# URAIAN TUGAS
Tuliskan persis bagian dari teks ditampilkan yang dibuka dengan kata-kata berisi "Gubuk Reot dan" dan ditutup dengan "malu-malu menampakan sinarnya.".

# TEKS DITAMPILKAN
────────────────────

Gubuk Reot dan Nyayian Sunyi Pak Tua
2 min readsuarapinggiran.online_ Mendung masih menghiasi langit pagi Kota Unaaha, saat tubuh yang mulai lemah termakan usia dan tertatih itu meroda gerobak pengangkut sampah. Perlahan menyusuri jalan aspal, sementara sang mentari masih malu-malu menampakan sinarnya.
Tak berlansung lama, sengatan matahari yang seakan marah itu kemudian membakar alam. Tapi sosok tua yang mulai rabun penglihatannya itu masih bertahan dengan semangat yang justru tak pernah padam.

────────────────────

# MATERI TERKUMPUL
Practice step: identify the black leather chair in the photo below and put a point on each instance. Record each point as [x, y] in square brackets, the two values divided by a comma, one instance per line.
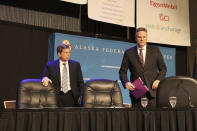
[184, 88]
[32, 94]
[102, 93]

────────────────────

# HASIL TUGAS
Gubuk Reot dan Nyayian Sunyi Pak Tua
2 min readsuarapinggiran.online_ Mendung masih menghiasi langit pagi Kota Unaaha, saat tubuh yang mulai lemah termakan usia dan tertatih itu meroda gerobak pengangkut sampah. Perlahan menyusuri jalan aspal, sementara sang mentari masih malu-malu menampakan sinarnya.